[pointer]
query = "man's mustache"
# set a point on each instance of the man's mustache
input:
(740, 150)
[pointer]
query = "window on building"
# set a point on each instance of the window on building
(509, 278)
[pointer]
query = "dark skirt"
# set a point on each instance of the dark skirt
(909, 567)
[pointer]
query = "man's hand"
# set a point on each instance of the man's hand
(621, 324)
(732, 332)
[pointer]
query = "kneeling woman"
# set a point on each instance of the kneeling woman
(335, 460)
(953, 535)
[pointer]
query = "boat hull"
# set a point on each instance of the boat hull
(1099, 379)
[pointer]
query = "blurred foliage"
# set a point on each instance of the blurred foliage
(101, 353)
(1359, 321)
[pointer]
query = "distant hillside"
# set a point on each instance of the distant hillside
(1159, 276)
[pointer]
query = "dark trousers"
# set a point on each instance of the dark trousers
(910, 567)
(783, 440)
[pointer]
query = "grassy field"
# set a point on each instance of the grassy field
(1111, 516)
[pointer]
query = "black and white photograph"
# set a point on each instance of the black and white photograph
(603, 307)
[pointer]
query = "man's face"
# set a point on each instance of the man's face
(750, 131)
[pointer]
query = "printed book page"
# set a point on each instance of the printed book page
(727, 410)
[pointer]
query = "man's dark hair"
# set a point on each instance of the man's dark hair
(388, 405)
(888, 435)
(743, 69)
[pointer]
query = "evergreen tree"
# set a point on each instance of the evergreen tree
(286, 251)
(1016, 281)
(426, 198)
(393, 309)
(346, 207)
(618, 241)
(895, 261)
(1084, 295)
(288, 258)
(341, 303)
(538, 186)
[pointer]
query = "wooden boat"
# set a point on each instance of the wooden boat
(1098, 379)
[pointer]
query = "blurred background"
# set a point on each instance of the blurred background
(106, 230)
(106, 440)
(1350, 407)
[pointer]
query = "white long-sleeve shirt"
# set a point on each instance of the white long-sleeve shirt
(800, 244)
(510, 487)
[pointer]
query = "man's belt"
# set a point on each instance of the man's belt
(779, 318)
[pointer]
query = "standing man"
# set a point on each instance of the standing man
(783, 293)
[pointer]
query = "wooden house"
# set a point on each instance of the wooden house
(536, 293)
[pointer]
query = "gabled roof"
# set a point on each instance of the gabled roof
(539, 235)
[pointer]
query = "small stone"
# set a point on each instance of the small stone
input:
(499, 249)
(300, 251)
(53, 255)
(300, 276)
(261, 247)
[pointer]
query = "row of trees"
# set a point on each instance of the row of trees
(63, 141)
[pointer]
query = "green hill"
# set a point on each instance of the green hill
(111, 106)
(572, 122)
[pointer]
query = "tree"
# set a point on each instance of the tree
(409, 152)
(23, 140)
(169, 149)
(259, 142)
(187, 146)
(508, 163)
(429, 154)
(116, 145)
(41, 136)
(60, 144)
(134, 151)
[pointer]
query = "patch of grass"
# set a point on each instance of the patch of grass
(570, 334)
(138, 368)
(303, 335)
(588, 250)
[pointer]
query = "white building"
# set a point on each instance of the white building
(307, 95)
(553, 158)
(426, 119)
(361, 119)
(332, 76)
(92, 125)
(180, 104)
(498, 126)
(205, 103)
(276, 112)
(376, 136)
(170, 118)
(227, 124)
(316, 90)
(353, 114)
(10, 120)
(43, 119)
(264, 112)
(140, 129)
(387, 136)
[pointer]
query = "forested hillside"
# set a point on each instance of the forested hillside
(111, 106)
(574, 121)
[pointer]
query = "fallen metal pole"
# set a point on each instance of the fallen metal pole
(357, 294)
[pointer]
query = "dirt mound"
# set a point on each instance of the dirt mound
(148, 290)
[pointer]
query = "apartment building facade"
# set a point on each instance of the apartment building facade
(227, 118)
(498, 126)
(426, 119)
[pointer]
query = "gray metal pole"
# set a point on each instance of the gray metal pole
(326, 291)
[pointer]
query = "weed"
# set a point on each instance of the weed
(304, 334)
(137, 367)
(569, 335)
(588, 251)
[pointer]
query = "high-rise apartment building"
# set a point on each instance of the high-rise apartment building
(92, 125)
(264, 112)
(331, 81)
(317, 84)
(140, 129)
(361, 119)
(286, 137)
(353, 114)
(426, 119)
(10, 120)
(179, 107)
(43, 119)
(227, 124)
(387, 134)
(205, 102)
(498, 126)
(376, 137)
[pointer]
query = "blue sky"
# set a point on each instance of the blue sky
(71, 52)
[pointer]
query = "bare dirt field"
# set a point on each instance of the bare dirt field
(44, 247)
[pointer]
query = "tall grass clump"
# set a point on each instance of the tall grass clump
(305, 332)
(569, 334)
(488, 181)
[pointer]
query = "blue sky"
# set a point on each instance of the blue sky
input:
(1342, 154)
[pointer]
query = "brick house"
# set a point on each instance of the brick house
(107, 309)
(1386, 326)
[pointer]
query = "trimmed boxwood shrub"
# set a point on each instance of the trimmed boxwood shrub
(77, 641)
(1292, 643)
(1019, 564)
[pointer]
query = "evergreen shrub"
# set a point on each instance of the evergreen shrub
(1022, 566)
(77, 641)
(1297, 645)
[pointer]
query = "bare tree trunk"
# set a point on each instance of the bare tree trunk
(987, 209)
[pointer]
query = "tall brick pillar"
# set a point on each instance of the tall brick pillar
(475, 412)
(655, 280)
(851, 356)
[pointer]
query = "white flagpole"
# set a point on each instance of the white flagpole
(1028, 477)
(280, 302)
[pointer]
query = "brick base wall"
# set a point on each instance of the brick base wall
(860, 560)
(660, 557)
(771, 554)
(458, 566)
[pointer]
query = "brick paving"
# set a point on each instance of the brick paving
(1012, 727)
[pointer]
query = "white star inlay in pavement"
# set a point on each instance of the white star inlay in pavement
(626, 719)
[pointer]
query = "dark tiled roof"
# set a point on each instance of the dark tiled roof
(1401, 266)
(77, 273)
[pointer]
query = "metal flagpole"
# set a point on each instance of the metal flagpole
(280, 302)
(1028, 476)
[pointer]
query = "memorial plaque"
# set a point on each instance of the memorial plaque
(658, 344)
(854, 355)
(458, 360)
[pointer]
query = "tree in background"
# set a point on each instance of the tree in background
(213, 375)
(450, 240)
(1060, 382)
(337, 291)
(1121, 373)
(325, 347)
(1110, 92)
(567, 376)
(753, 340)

_ _ _ _ _

— DIRECTION —
Please rescale the items from the start of the records through the line containing "(1359, 321)", writing out every line again with the requests unchanged and each point coordinate multiplied by 0.25 and rounded to a whole number, halves rounded up. Give only those lines.

— RESULT FOR THIS TASK —
[pointer]
query = "man's mustache"
# set a point on each instance of the man's mustache
input:
(185, 38)
[pointer]
query = "window on building"
# set a point on each instance of the window on building
(127, 70)
[pointer]
query = "dark skirt"
# set a point on each instance of the dark skirt
(227, 142)
[pointer]
query = "man's hand"
# set a point on each instance of the man's hand
(155, 81)
(183, 83)
[pointer]
query = "kneeling woman"
# set a point on each instance of the kneeling woman
(84, 115)
(238, 134)
[pointer]
query = "boat hull"
# set a point on each instance of the boat hull
(275, 95)
[pointer]
query = "blurred foliage"
# set a point on each instance of the blurred foliage
(25, 88)
(340, 80)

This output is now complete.